Task description: Can you rewrite the listing from its first line up to and including the line containing "[(216, 56)]", with "intersection count sheet" changed to "tally sheet" and everything else left as it is?

Given information:
========

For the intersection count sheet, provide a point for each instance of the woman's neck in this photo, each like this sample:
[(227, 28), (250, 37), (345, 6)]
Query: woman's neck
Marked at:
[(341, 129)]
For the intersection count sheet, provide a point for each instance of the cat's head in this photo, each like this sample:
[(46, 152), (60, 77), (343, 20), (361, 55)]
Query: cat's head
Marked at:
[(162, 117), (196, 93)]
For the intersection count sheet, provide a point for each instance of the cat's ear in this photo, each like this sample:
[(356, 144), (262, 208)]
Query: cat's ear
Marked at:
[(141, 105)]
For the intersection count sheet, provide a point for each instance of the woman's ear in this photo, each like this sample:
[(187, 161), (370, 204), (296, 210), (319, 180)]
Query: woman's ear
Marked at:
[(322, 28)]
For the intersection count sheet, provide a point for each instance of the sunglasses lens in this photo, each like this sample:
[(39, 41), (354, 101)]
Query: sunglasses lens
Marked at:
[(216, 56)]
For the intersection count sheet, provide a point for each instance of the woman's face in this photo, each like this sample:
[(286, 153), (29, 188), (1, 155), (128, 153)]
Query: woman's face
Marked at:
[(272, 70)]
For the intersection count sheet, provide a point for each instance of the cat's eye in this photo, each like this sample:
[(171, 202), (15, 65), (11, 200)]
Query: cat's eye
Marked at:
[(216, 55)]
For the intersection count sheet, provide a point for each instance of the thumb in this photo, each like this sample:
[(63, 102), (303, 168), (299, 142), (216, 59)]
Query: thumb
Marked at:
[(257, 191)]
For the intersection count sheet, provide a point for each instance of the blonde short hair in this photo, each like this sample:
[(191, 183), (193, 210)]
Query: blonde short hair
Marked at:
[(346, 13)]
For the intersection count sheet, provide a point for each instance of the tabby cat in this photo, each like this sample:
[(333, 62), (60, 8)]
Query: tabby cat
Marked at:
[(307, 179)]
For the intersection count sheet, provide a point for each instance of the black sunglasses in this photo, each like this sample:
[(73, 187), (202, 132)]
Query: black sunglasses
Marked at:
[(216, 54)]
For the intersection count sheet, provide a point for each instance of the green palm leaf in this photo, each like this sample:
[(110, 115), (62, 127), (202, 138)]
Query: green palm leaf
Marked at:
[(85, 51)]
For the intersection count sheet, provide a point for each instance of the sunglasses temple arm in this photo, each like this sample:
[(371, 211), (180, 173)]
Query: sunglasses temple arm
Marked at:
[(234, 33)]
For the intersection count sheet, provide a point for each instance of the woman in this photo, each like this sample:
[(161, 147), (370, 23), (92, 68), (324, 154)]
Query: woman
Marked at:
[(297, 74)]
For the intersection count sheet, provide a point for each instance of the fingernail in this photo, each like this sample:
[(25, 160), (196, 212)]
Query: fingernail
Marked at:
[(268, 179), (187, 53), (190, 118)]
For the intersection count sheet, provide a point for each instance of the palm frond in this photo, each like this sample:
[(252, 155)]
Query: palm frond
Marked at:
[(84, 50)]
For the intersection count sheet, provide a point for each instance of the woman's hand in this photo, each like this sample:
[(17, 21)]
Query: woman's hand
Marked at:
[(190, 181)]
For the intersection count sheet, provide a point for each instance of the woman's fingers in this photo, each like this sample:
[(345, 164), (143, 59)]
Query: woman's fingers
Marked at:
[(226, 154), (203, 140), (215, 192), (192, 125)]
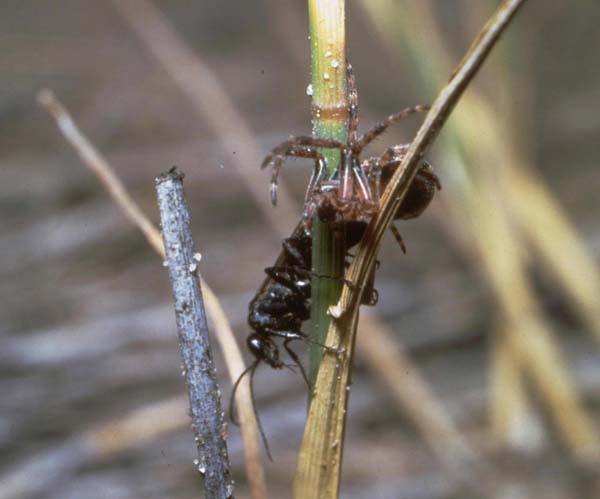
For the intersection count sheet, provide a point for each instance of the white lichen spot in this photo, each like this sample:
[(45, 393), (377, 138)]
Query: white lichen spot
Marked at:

========

Answer for this exercise:
For the tally sheet, provide a point for each instance of the woman's neck in this photo, each like this sample:
[(227, 28), (250, 37), (345, 6)]
Query: woman's neck
Marked at:
[(341, 129)]
For the tally sheet, provide a point for each instance of the cat's head in this photo, each like this sample:
[(46, 152), (60, 77), (343, 20), (361, 55)]
Query: cat's head
Marked at:
[(162, 117), (196, 93)]
For the tally sheet, provide a point for each instance of the cat's ear in this photo, each like this sample:
[(356, 144), (262, 208)]
Query: cat's ear
Marked at:
[(141, 105)]
For the tally sheet, provide a point for each instance of the woman's ear in this photo, each like this sample:
[(187, 161), (370, 204), (296, 210), (319, 180)]
Query: woman's ear
Marked at:
[(322, 28)]
For the tally sheet, provide a point for each instance of the sunglasses lens in this photo, each like this sample:
[(39, 41), (354, 101)]
Query: sunglasses lens
Marked at:
[(216, 56)]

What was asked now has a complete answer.